▸ **TRECHO**

---------------

Nos desentendimentos, primeiro ofende-se. Xinga-se gritando e cuspindo de braços abertos e peito estufado, como se briga fosse coisa de pombo. Só depois de réplicas e tréplicas de ofensas que os corpos se tocam, inaugurando a troca de empurrões, bofetadas, socos e chutes desengonçados. Mas com Jerônimo não é assim. Ele não xinga. Avança sobre o desafeto sem nada dizer. De surpresa. Como um tigre que solta explosivo sobre a jugular da vítima.
Não é louco, ainda que, às vezes, pareça. Nem briga à toa, mas pelos mesmos motivos e do mesmo jeito que qualquer um, só não diz nada antes. Não anuncia a raiva que tem. Explode. Vai direto do sentimento ao ato, sem palavras ou palavrões. Não por astúcia. Nem frieza. Ao contrário. Faz de cabeça quente. Tão quente que não consegue falar, nem xingar. É como panela de pressão sem válvula de escape do vapor.
Ele tem um problema. Não consegue dar nome ao que sente. E não importa se o que sente é bom ou ruim. Ama, mas não sabe que ama. Não daquele jeito de saber que quando sabemos conseguimos explicar para os outros. Jerônimo é ignorante de si mesmo. Guarda no peito o que sente até que explode.
Dr. Carlos fala bem. Deputado de muitos mandatos e infinitos discursos. Não há um só assunto para o qual não tenha palavras eloquentes. Fala inflamado e inflama quem o escuta. E muitos o escutam. Nas redes sociais, posta três, quatro, oito vídeos por dia, a depender da criatividade para arranjar assunto. Fala com coragem. Parece homem de ação. Mas apesar de tudo dizer, nada faz. Vai do sentimento à palavra, sem ato. Dos seguidores, manipula sentimentos com palavras. Quase sempre, sentimentos ruins. Incita ao ato. Excita espíritos de sentimentos tumultuosos a ações insensatas.

---------------

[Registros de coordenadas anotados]
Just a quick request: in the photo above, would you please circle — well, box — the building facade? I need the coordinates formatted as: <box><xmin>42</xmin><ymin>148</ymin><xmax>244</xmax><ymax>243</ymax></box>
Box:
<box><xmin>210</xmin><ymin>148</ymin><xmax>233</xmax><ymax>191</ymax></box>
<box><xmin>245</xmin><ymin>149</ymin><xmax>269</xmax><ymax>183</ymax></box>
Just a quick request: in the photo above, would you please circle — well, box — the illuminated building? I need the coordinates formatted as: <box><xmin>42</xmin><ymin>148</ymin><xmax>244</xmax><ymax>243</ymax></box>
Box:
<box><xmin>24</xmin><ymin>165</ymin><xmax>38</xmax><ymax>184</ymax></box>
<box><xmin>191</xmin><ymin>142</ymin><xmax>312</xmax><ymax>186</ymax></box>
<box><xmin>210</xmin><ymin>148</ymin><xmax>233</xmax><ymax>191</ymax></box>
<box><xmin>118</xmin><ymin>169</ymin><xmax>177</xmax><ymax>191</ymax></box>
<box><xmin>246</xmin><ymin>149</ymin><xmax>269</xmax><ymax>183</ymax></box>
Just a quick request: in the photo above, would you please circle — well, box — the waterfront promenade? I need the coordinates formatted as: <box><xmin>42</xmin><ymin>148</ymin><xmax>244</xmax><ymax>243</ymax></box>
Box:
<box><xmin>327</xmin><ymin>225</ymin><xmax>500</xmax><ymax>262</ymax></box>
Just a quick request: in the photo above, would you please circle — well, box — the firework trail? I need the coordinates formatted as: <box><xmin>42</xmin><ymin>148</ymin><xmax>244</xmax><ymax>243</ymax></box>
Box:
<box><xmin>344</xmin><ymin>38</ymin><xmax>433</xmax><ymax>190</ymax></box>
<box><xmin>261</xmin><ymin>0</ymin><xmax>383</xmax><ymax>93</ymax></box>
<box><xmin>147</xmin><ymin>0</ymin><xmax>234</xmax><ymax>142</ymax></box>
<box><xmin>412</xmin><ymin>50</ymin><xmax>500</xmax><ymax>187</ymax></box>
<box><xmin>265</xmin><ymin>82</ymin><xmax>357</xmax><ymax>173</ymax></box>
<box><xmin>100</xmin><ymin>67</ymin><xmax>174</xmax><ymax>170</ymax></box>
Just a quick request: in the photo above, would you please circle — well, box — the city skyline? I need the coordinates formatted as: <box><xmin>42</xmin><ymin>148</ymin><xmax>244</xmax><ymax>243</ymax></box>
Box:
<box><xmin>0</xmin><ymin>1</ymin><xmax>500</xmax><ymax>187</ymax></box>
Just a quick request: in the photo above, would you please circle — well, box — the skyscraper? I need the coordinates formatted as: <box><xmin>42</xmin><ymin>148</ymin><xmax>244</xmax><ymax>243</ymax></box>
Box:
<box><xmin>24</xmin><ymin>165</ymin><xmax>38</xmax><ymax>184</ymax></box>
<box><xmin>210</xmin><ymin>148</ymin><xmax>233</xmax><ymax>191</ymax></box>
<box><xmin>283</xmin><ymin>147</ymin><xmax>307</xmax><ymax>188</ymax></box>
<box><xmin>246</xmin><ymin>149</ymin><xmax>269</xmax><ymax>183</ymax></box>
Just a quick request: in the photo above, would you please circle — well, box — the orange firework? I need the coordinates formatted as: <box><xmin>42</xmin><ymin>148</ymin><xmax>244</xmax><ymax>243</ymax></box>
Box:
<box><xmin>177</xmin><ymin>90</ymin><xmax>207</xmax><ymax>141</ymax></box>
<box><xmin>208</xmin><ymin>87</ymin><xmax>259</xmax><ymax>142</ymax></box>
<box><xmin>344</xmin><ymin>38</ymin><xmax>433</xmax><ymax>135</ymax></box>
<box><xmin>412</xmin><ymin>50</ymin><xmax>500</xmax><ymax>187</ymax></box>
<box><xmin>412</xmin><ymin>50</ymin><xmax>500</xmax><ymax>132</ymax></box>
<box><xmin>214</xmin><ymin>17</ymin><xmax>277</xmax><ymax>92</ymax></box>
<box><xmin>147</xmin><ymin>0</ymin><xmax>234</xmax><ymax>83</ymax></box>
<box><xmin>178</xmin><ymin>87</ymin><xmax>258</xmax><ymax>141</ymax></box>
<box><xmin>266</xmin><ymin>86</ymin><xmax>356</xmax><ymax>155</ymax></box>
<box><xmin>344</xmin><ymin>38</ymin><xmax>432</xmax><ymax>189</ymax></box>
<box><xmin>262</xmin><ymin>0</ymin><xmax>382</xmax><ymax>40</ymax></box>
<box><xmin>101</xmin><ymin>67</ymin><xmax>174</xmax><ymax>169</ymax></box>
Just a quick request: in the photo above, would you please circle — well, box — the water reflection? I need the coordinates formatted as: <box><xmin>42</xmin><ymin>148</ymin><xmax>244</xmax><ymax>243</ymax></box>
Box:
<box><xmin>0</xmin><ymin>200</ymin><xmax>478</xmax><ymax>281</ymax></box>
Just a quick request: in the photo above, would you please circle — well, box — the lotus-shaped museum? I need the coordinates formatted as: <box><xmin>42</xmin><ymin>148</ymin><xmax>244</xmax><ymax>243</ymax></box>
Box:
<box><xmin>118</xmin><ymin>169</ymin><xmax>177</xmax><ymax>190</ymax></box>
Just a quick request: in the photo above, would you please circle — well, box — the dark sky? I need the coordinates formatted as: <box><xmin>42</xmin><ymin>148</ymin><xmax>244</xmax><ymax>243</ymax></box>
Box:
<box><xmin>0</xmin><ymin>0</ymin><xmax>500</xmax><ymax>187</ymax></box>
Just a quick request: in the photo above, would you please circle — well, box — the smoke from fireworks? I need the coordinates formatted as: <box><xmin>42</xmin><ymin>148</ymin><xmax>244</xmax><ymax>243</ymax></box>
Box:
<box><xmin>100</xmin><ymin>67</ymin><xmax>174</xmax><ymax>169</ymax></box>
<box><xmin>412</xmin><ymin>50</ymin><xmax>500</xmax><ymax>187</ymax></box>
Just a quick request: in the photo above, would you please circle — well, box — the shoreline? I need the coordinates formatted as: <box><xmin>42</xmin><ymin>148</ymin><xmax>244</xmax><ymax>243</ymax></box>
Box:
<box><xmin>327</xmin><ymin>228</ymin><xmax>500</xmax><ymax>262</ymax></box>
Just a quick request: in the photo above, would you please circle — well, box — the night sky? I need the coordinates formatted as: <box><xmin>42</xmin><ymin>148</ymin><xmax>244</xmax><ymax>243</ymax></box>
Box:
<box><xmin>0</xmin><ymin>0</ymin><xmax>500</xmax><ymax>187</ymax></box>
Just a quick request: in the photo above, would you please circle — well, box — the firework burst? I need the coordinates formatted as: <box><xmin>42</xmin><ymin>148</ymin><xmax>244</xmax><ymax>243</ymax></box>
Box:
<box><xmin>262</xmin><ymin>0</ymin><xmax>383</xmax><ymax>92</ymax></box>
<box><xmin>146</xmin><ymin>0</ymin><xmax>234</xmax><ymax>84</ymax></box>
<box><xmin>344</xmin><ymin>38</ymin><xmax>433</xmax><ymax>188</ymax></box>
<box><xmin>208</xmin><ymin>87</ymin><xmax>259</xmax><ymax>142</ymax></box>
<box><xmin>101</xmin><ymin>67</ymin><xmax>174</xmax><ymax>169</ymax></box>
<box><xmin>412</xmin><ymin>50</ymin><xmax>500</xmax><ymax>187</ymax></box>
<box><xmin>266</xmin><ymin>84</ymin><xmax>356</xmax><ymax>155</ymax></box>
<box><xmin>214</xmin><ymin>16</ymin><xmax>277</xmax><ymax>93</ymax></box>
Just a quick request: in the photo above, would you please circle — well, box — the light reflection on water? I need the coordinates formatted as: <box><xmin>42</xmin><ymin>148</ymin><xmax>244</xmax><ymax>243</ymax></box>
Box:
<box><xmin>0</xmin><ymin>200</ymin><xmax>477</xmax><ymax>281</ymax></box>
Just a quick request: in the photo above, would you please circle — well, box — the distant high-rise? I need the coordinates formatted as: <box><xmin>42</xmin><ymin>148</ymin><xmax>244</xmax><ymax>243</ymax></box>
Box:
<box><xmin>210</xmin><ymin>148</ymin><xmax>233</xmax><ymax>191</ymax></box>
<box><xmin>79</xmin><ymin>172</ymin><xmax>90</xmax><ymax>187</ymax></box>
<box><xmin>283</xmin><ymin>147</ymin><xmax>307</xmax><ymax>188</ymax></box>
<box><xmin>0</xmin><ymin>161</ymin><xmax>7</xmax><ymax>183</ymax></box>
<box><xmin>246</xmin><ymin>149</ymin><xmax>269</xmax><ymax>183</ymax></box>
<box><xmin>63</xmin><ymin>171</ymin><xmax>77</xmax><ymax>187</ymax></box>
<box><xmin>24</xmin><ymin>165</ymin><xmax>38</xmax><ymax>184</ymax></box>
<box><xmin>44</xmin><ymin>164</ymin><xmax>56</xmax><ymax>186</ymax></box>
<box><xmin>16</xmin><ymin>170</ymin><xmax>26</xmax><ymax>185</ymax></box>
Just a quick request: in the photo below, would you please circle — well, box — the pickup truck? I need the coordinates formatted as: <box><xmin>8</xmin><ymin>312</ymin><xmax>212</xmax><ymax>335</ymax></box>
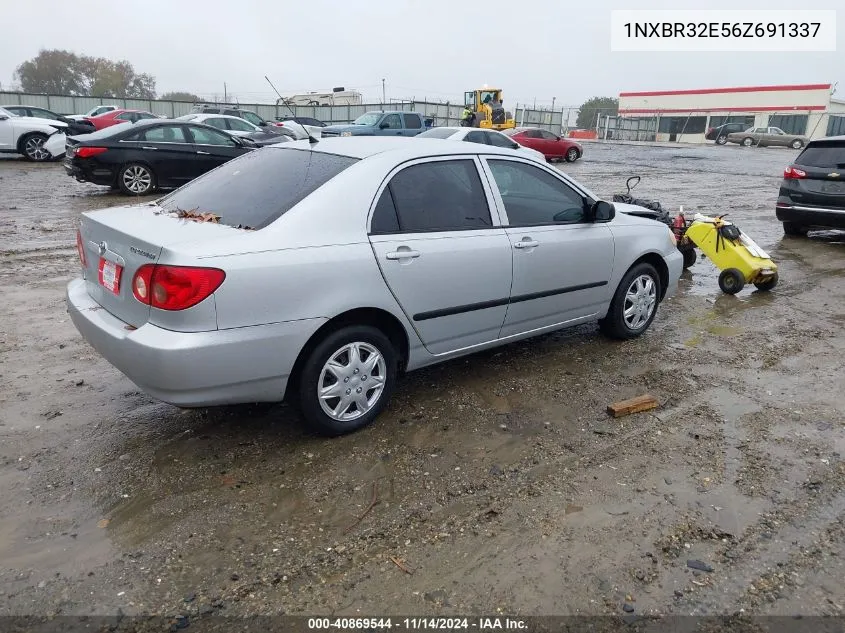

---------------

▸ **TAREFAS A REALIZAR**
- a) Reproduza, do trecho sobre Jerônimo e o Dr. Carlos, tudo desde "Não é louco, ainda" até "até que explode.".
- b) Dê continuidade ao trecho sobre Jerônimo e o Dr. Carlos a partir do ponto em que ele termina.

▸ **TAREFAS RESOLVIDAS**
- a)
Não é louco, ainda que, às vezes, pareça. Nem briga à toa, mas pelos mesmos motivos e do mesmo jeito que qualquer um, só não diz nada antes. Não anuncia a raiva que tem. Explode. Vai direto do sentimento ao ato, sem palavras ou palavrões. Não por astúcia. Nem frieza. Ao contrário. Faz de cabeça quente. Tão quente que não consegue falar, nem xingar. É como panela de pressão sem válvula de escape do vapor.
Ele tem um problema. Não consegue dar nome ao que sente. E não importa se o que sente é bom ou ruim. Ama, mas não sabe que ama. Não daquele jeito de saber que quando sabemos conseguimos explicar para os outros. Jerônimo é ignorante de si mesmo. Guarda no peito o que sente até que explode.

- b)
Em um país com pobreza, fome e morte, seus discursos são sobre conspirações estapafúrdias e ameaças irreais às famílias. Falas oportunas construídas sobre medos e ignorâncias. Não age para mudar a sociedade e corrigir suas mazelas. Fala para dar vida aos males nas mentes de quem ouve. Tudo pelo que mais importa: ele mesmo.
Ronilson agora é professor. Daqueles que em sala vão além da matéria. Incentiva os alunos a superar a maçante rotina de estudos contando histórias. Fala de coisas que viveu e sentiu quando era policial. Jovens que sentem vontade de viver como policiais antecipam em seu imaginário o sonho, por enquanto, só sonhado. Eles gostam.
Conta com entusiasmo sobre as pessoas que matou. Pessoas que não eram pessoas porque eram bandidos. Em lugar onde criança pode tomar tiro porque lá não é criança, é filho de bandido. Nas suas aulas, tortura é matéria e racismo é sabedoria. Sempre foi homem de ação. Agora é homem de palavras. Do ato perverso à palavra cruel, ensina maldades a uma juventude embrutecida.
Gente de palavra distorcida. De sons e ideias ocas de sentimentos e razões. Não ligam sentimentos ao pensar. Nem pensam nos sentimentos dos outros porque são dos outros. São sentimentos que não sentem. De outros que não veem como gente. Cuja palavra não escutam por demais distraídos que estão em buscar prazeres no imenso vazio de si mesmos.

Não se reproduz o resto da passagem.